§ WHAT YOU HAVE TO DO
If an entry holds a picture, leave the picture out and output everything else exactly.

§ PROVIDED MATERIAL
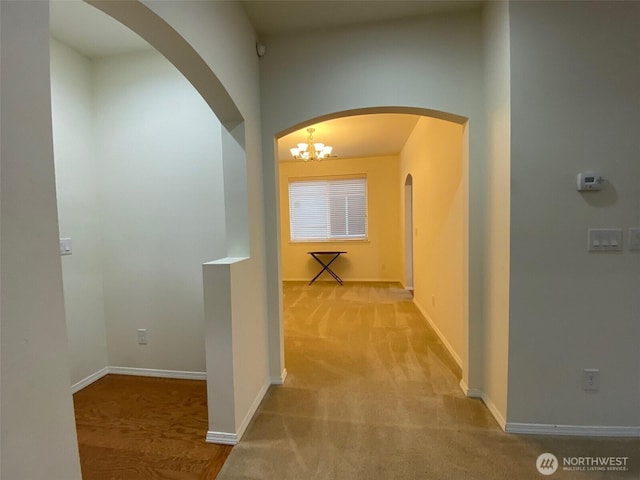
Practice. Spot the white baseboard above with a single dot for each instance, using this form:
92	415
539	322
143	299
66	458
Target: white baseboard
279	380
226	438
572	430
85	382
347	280
152	372
222	438
442	338
476	393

§ REPLY TO THE TASK
Practice. Spot the white baseboard above with a single dot for each instance, using this form:
92	415
539	322
143	299
66	458
Target: white baseboard
279	380
226	438
572	430
85	382
347	280
152	372
222	438
442	338
476	393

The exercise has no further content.